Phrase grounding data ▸
%%

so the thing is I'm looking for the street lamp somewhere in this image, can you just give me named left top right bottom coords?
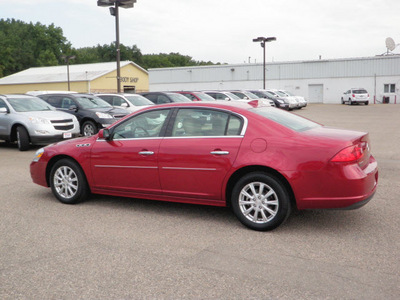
left=253, top=36, right=276, bottom=89
left=97, top=0, right=137, bottom=93
left=61, top=55, right=76, bottom=91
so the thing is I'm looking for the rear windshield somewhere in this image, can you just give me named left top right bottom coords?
left=353, top=89, right=368, bottom=94
left=250, top=107, right=320, bottom=132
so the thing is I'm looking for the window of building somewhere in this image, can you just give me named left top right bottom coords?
left=384, top=84, right=396, bottom=93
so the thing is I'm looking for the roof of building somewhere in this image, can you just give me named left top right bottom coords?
left=0, top=61, right=148, bottom=85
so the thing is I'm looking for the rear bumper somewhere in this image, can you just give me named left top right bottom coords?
left=291, top=155, right=378, bottom=210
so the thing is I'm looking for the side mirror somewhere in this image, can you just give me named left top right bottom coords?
left=225, top=97, right=230, bottom=101
left=98, top=129, right=110, bottom=140
left=121, top=102, right=128, bottom=108
left=0, top=107, right=8, bottom=113
left=69, top=105, right=78, bottom=111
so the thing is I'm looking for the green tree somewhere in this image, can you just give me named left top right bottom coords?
left=0, top=18, right=71, bottom=77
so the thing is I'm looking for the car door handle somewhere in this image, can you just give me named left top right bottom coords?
left=210, top=151, right=229, bottom=155
left=138, top=151, right=154, bottom=155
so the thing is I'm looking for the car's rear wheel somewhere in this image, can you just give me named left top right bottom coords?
left=50, top=159, right=89, bottom=204
left=365, top=101, right=369, bottom=105
left=231, top=172, right=291, bottom=231
left=348, top=98, right=353, bottom=105
left=16, top=126, right=30, bottom=151
left=82, top=121, right=98, bottom=136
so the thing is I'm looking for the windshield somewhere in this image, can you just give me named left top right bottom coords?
left=283, top=91, right=294, bottom=96
left=244, top=92, right=259, bottom=99
left=265, top=91, right=278, bottom=98
left=125, top=95, right=155, bottom=106
left=76, top=96, right=112, bottom=109
left=195, top=93, right=216, bottom=101
left=225, top=92, right=241, bottom=100
left=250, top=107, right=320, bottom=132
left=275, top=91, right=288, bottom=97
left=167, top=93, right=192, bottom=102
left=7, top=97, right=53, bottom=112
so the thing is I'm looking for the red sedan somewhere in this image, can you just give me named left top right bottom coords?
left=30, top=101, right=378, bottom=231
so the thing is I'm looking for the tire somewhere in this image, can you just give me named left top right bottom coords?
left=50, top=159, right=89, bottom=204
left=341, top=98, right=344, bottom=104
left=81, top=120, right=98, bottom=136
left=16, top=126, right=30, bottom=151
left=231, top=172, right=291, bottom=231
left=348, top=98, right=353, bottom=105
left=365, top=101, right=369, bottom=105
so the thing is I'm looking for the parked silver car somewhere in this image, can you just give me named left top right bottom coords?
left=96, top=93, right=155, bottom=112
left=0, top=94, right=80, bottom=151
left=278, top=90, right=308, bottom=108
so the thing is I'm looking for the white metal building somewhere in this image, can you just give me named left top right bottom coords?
left=149, top=55, right=400, bottom=104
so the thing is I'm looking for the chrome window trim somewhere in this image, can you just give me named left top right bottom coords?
left=163, top=135, right=244, bottom=140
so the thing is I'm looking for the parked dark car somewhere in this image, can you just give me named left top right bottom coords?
left=248, top=90, right=292, bottom=110
left=139, top=92, right=191, bottom=104
left=38, top=93, right=129, bottom=136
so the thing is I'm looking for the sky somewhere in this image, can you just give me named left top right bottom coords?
left=1, top=0, right=400, bottom=64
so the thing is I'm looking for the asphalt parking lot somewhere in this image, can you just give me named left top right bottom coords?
left=1, top=103, right=399, bottom=299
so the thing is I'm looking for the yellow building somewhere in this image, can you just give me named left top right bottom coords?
left=0, top=61, right=149, bottom=94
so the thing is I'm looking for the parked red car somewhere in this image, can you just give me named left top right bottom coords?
left=30, top=101, right=378, bottom=231
left=175, top=91, right=216, bottom=101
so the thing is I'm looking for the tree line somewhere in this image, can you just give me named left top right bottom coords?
left=0, top=18, right=220, bottom=78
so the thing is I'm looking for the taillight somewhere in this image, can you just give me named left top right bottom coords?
left=352, top=94, right=355, bottom=97
left=331, top=142, right=367, bottom=163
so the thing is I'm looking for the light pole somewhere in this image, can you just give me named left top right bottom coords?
left=97, top=0, right=137, bottom=93
left=61, top=55, right=75, bottom=91
left=253, top=36, right=276, bottom=89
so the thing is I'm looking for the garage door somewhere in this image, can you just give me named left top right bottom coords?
left=308, top=84, right=323, bottom=103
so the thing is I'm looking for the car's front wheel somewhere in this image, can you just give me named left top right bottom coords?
left=81, top=121, right=98, bottom=136
left=16, top=126, right=30, bottom=151
left=231, top=172, right=291, bottom=231
left=50, top=159, right=89, bottom=204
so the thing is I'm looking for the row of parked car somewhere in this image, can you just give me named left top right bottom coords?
left=0, top=89, right=307, bottom=151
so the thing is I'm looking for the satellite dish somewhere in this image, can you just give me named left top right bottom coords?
left=386, top=37, right=396, bottom=51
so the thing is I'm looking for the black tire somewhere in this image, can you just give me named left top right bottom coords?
left=50, top=159, right=89, bottom=204
left=341, top=98, right=344, bottom=104
left=349, top=99, right=353, bottom=105
left=16, top=126, right=30, bottom=151
left=81, top=120, right=98, bottom=136
left=365, top=101, right=369, bottom=105
left=231, top=172, right=291, bottom=231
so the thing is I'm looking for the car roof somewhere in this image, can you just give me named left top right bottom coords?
left=142, top=100, right=263, bottom=112
left=1, top=94, right=39, bottom=99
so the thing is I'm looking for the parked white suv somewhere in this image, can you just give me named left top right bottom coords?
left=0, top=94, right=80, bottom=151
left=341, top=88, right=369, bottom=105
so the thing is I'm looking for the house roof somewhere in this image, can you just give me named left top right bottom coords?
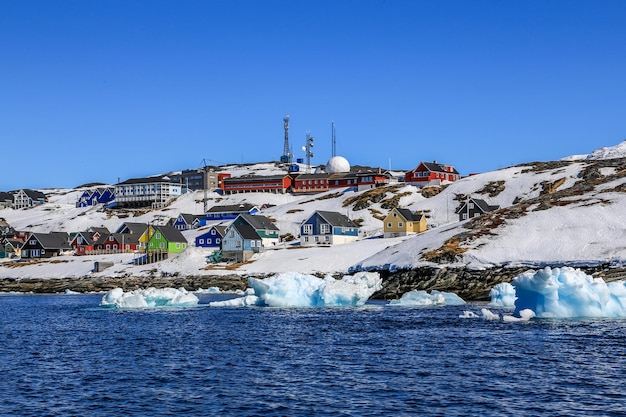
left=177, top=213, right=203, bottom=224
left=293, top=173, right=330, bottom=180
left=231, top=222, right=262, bottom=241
left=0, top=192, right=13, bottom=201
left=395, top=208, right=425, bottom=222
left=456, top=198, right=500, bottom=214
left=224, top=175, right=289, bottom=182
left=116, top=175, right=178, bottom=185
left=419, top=162, right=460, bottom=175
left=19, top=189, right=47, bottom=200
left=154, top=225, right=187, bottom=243
left=115, top=222, right=148, bottom=235
left=238, top=213, right=279, bottom=231
left=315, top=211, right=359, bottom=228
left=207, top=203, right=257, bottom=213
left=30, top=232, right=71, bottom=250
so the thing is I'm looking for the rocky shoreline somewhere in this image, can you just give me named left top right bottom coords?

%%

Goal of the exercise ▸ Print the data exactly as written, dropping any images it holds.

Solution to this problem ▸
so the thing is I'm looking for the street lamp somewhere in this image, can you just give me named left top right bottom coords?
left=253, top=36, right=276, bottom=89
left=97, top=0, right=137, bottom=93
left=61, top=55, right=76, bottom=91
so the thing is I'm looking for the rear windshield somewhere in this image, can you just give me named left top right bottom coords?
left=353, top=89, right=368, bottom=94
left=250, top=107, right=320, bottom=132
so the thing is I'm looking for the window of building somewhere in this image, can you just give me named left top right bottom coords?
left=384, top=84, right=396, bottom=93
so the thing is I'm looking for the roof of building somewhere in this image, can you just give me named left top right bottom coords?
left=0, top=61, right=148, bottom=85
so the thing is I'm looking for the rear bumper somewhere in this image, can you just give me named left top right bottom coords?
left=291, top=155, right=378, bottom=210
so the thing is I'm looking for the side mirror somewhere in this image, can you just give me named left top right bottom coords?
left=225, top=97, right=230, bottom=101
left=98, top=129, right=110, bottom=140
left=121, top=102, right=128, bottom=108
left=0, top=107, right=8, bottom=113
left=69, top=105, right=78, bottom=111
so the thing is I'm looking for the green tree somewhere in this image, can you just give me named left top right bottom coords?
left=0, top=18, right=71, bottom=77
so the thing is I'm looking for the car door handle somewhere in this image, can you just give me named left top right bottom coords?
left=210, top=151, right=229, bottom=155
left=138, top=151, right=154, bottom=155
so the thing is I'm looking for the car's rear wheel somewhere in this image, can you just give me named left top right bottom coords?
left=50, top=159, right=89, bottom=204
left=365, top=101, right=369, bottom=105
left=231, top=172, right=291, bottom=231
left=348, top=98, right=353, bottom=105
left=16, top=126, right=30, bottom=151
left=82, top=121, right=98, bottom=136
so the thing is I'm looking for the windshield somewhere in this image, can you just give me named left top right bottom coords?
left=283, top=91, right=294, bottom=96
left=244, top=92, right=259, bottom=99
left=265, top=91, right=278, bottom=98
left=125, top=95, right=155, bottom=106
left=76, top=96, right=112, bottom=109
left=195, top=93, right=216, bottom=101
left=225, top=92, right=241, bottom=100
left=250, top=107, right=320, bottom=132
left=275, top=91, right=288, bottom=97
left=167, top=93, right=192, bottom=102
left=7, top=97, right=53, bottom=112
so the thing is I'm looking for the red sedan somewhere in this image, can you just give me named left top right bottom coords?
left=30, top=101, right=378, bottom=231
so the thing is I'm looking for the tire somewhere in this image, can you just give me named left top right bottom coords?
left=50, top=159, right=89, bottom=204
left=341, top=98, right=344, bottom=104
left=81, top=120, right=98, bottom=136
left=16, top=126, right=30, bottom=151
left=231, top=172, right=291, bottom=231
left=348, top=98, right=353, bottom=105
left=365, top=101, right=369, bottom=105
so the thing is I'm looking for the parked silver car somewhere in this image, can you just give me named left top right bottom coords?
left=96, top=93, right=155, bottom=112
left=0, top=94, right=80, bottom=151
left=278, top=90, right=308, bottom=108
so the thing is I'm looking for the white metal building somewhere in this image, can you just give me named left top right bottom coords?
left=149, top=55, right=400, bottom=104
so the thing is I'm looking for the chrome window trim somewhere in this image, can you just give me named left top right bottom coords?
left=163, top=135, right=244, bottom=140
so the thing is I'm looking for the parked dark car somewhere in this image, can you just give me named left top right bottom coords?
left=248, top=90, right=292, bottom=110
left=139, top=92, right=191, bottom=104
left=38, top=93, right=129, bottom=136
so the thing is I'm looking for the sky somewhere in this image, can you just give me named left top right bottom coords?
left=1, top=0, right=400, bottom=64
so the thing is I'm looking for the asphalt parking lot somewhere in this image, can you just give me named left top right bottom coords?
left=1, top=103, right=399, bottom=299
so the thing is I'm looking for the yellow building somewhere in this image, can you just give me named left top right bottom coords?
left=0, top=61, right=149, bottom=94
so the thing is I'm looking for the parked red car somewhere in this image, can you just give me named left top right bottom coords?
left=30, top=101, right=378, bottom=231
left=175, top=91, right=216, bottom=101
so the thing is I'm looking for the tree line somewhere in this image, can you just give me named left top right bottom coords?
left=0, top=18, right=220, bottom=78
so the thing is I'm looking for the taillight somewhere in this image, can you just give me named left top right bottom coords?
left=352, top=94, right=355, bottom=97
left=331, top=142, right=367, bottom=163
so the thing is I'm looking for the light pole somewhere in this image, can you just give me named left top right bottom coords?
left=97, top=0, right=137, bottom=93
left=61, top=55, right=75, bottom=91
left=253, top=36, right=276, bottom=89
so the thing is I'm looking for the garage door somewhere in this image, can you just give me named left top right bottom coords?
left=308, top=84, right=323, bottom=103
so the thing is I'm looking for the car's front wheel somewhere in this image, can you just give me named left top right bottom coords?
left=81, top=121, right=98, bottom=136
left=16, top=126, right=30, bottom=151
left=231, top=172, right=291, bottom=231
left=50, top=159, right=89, bottom=204
so the thing is I'm looking for the row of parked car somewhere in this image, can you just give me named left top right bottom coords?
left=0, top=89, right=307, bottom=151
so the thing is I'm looking for the satellite dish somewhere in this image, can you just give me named left top right bottom coords?
left=386, top=37, right=396, bottom=51
so the thing is I'm looking for the black tire somewhere in this image, can you just give me named left top right bottom coords?
left=50, top=159, right=89, bottom=204
left=341, top=98, right=344, bottom=104
left=349, top=99, right=353, bottom=105
left=16, top=126, right=30, bottom=151
left=81, top=120, right=98, bottom=136
left=365, top=101, right=369, bottom=105
left=231, top=172, right=291, bottom=231
so the thing is I'm looking for the car roof somewhere in this image, can you just give me named left top right bottom coords?
left=142, top=100, right=263, bottom=112
left=1, top=94, right=39, bottom=99
so the thing is I'm looking for the parked white suv somewhere in this image, can you just give me named left top right bottom coords?
left=0, top=94, right=80, bottom=151
left=341, top=88, right=369, bottom=105
so the thing is I'm looking for the house roof somewhere in this image, can you just give me named left top right bottom coords?
left=177, top=213, right=203, bottom=224
left=293, top=173, right=330, bottom=180
left=231, top=222, right=262, bottom=241
left=0, top=192, right=13, bottom=201
left=395, top=208, right=425, bottom=222
left=456, top=198, right=500, bottom=214
left=224, top=175, right=289, bottom=182
left=116, top=175, right=178, bottom=185
left=419, top=162, right=460, bottom=175
left=19, top=189, right=47, bottom=200
left=154, top=225, right=187, bottom=243
left=115, top=222, right=148, bottom=235
left=238, top=213, right=279, bottom=231
left=315, top=211, right=359, bottom=228
left=207, top=203, right=257, bottom=213
left=30, top=232, right=71, bottom=250
so the thing is I'm looking for the rocky shoreline somewhere in this image, can you just give me named left top right bottom coords?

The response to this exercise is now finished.